PAGE EXTRACT:
Method of connecting terminal fitting to flat conductor and terminal fitting for flat conductor

A terminal fitting (20) is provided for an FFC (10). The FFC (10) includes a conductive path (11) that has upper and lower surfaces covered with an insulation sheet (12). The terminal fitting (20) includes bottom plate (22) with contact blades (25) erected on both side edges of the bottom plate (22). A ceiling plate (23) confronts the bottom plate (22) and can penetrate into the space between the opposed contact blades (25). When the ceiling plate (23) is closed, it moves downward, with both side surfaces thereof in sliding contact with an inner surface of each contact blade (25), while the ceiling plate (23) presses the terminal of the FFC (10) toward the bottom plate (22). Consequently, the contact blades (25) pierce through the terminal of the FFC (10). The contact blades (25) pierce into the conductive path (11) and the ceiling plate (23) prevents floating of the FFC (10). Thus, it is possible to allow a cut surface (11A) of the conductive path (11) located inward from the contact blades (25) to properly confront the inner surfaces of the contact blades (25).

BACKGROUND OF THE INVENTION
 1. Field of the Invention
 The present invention relates to a method of connecting a terminal fitting
 to a flat conductor and a terminal fitting for the flat conductor.
 2. Description of the Related Art
 Prior art flat conductors include an FFC (flexible flat cable) and an FPC
 (flexible print circuit board). The prior art FFC includes a plurality of
 conductive paths arranged in parallel with one another and sandwiched
 between insulation sheets. The FFC is flexible and formed in the shape of
 a ribbon.
 Terminal fittings are connected to the conductive paths of the FFC by
 embedding portions of the terminal fitting in the insulation sheet or by
 tearing off a section of the insulation sheet of the FFC to expose
 sections the conductive paths on one surface of the FFC.
 The former method of connecting a terminal fitting to an FFC is called a
 through type method, and has an advantage of omitting the stage of tearing
 off the insulation sheet. This method is disclosed in Japanese Patent
 Application Laid-Open No. 50-100585, which is shown in FIG. 12A. The
 method of FIG. 12A includes providing a terminal fitting 1 with contact
 blades 2 erected on both side edges of the terminal fitting 1. Both
 contact blades 2 pierce a conductive path 4 of an FFC 3 to bring cut end
 surfaces of the conductive path 4 into contact with side surfaces of the
 contact blade 2.
 However, in the above-described method, when the contact blade 2 pierces
 through the conductive path 4, as shown in FIG. 12B, the FFC 3 is liable
 to curve between the opposed contact blades 2. Therefore, there is a
 possibility that a cut surface 4A of the conductive path 4 does not
 confront the side surfaces of the contact blade 2 properly or only a part
 (corner) of an insulation sheet 5 is in contact with the side surfaces of
 the contact blade 2. Thus, the method is not reliable in electrical
 contact.
 The present invention has been completed in view of the above-described
 situation. Thus, it is an object of the present invention to allow a
 reliable contact between a contact blade of a terminal fitting of through
 type and a cut surface of a conductive path of a flat conductor.

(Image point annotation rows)
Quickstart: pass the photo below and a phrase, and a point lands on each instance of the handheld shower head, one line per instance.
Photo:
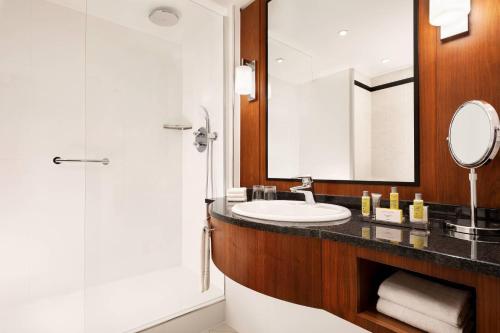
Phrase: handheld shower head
(206, 116)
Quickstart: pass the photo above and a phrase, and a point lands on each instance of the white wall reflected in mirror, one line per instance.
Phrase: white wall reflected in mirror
(330, 114)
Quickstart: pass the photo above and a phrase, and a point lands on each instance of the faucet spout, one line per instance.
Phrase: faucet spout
(306, 188)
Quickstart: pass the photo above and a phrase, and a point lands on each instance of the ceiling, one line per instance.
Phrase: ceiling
(134, 14)
(306, 33)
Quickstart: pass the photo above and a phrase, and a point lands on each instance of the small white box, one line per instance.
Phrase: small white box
(424, 220)
(390, 234)
(389, 215)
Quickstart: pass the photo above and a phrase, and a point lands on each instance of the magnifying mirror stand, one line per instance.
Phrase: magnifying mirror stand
(474, 140)
(473, 228)
(473, 198)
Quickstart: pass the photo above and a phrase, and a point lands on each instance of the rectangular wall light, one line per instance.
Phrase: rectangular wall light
(452, 16)
(244, 78)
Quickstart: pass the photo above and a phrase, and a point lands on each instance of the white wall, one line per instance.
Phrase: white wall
(203, 84)
(392, 145)
(41, 116)
(362, 124)
(248, 311)
(133, 221)
(284, 124)
(309, 128)
(325, 147)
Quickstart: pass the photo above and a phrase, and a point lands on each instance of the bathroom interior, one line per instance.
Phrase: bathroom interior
(249, 166)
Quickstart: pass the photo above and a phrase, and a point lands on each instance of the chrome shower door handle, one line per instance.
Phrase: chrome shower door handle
(59, 160)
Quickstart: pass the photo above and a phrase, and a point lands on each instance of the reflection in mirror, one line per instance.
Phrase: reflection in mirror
(341, 92)
(473, 134)
(474, 140)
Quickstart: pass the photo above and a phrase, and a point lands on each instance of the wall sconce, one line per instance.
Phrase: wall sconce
(244, 84)
(451, 15)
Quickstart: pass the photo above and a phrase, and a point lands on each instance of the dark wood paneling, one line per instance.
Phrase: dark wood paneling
(250, 149)
(354, 269)
(281, 266)
(450, 73)
(469, 68)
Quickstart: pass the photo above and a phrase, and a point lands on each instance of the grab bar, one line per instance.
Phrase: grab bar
(59, 160)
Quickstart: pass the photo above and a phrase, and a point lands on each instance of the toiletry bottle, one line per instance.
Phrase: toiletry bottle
(418, 207)
(376, 197)
(365, 204)
(394, 198)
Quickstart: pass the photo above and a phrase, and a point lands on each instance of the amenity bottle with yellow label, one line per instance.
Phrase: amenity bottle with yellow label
(394, 198)
(418, 207)
(365, 204)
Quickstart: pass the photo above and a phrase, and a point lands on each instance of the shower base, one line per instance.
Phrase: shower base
(123, 306)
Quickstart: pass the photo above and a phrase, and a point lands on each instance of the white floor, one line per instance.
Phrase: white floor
(127, 305)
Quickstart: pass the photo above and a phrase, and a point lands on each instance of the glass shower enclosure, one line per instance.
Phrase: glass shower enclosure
(101, 207)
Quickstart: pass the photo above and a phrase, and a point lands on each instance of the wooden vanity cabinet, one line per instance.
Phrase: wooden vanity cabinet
(338, 277)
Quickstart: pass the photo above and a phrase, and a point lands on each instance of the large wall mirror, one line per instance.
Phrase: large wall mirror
(343, 90)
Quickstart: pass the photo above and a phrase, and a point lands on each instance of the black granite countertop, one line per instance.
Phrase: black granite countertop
(433, 245)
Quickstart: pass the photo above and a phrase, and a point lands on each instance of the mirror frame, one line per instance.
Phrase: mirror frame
(416, 107)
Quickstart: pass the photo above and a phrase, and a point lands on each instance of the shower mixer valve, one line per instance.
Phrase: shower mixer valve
(202, 137)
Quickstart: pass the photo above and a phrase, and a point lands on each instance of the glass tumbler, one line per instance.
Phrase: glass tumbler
(269, 192)
(258, 192)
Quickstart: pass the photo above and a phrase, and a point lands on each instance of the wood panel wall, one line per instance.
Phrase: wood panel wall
(451, 73)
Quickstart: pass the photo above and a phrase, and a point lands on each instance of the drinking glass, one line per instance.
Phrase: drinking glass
(269, 192)
(258, 192)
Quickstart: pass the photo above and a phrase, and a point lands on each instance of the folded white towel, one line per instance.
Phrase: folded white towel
(419, 320)
(237, 190)
(435, 300)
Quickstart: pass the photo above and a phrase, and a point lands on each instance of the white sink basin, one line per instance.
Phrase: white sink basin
(291, 211)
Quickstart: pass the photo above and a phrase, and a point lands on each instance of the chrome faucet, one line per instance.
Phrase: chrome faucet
(306, 188)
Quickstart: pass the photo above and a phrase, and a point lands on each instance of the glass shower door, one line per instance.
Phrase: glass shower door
(142, 241)
(42, 76)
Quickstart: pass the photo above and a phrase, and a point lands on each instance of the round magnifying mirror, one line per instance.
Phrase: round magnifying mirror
(474, 137)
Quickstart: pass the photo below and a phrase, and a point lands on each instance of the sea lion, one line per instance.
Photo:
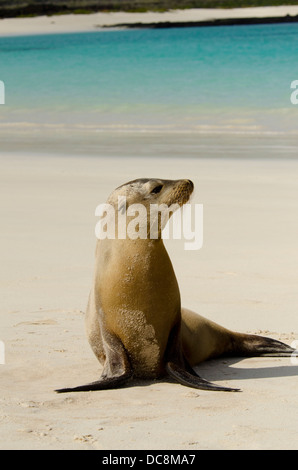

SHORT PROBLEM: Carry on the patent text about terminal fittings for flat conductors, picking up right after its last sentence. These rows were taken from a separate source.

EXPECTED ANSWER:
 SUMMARY OF THE INVENTION
 The subject invention is directed to a method of connecting a terminal
 fitting to a flat conductor. The flat conductor includes at least one
 conductive path embedded in an insulation layer. A terminal fitting is
 provided with a base plate and at least one contact blade projecting from
 the base plate. The contact blade is pierced into the conductive path,
 such that a surface of the flat conductor is in contact with the base
 plate. A pressing plate then presses the flat conductor toward the base
 plate.
 The pressing plate remains on the flat conductor, with the flat conductor
 being sandwiched between the base plate and the pressing plate.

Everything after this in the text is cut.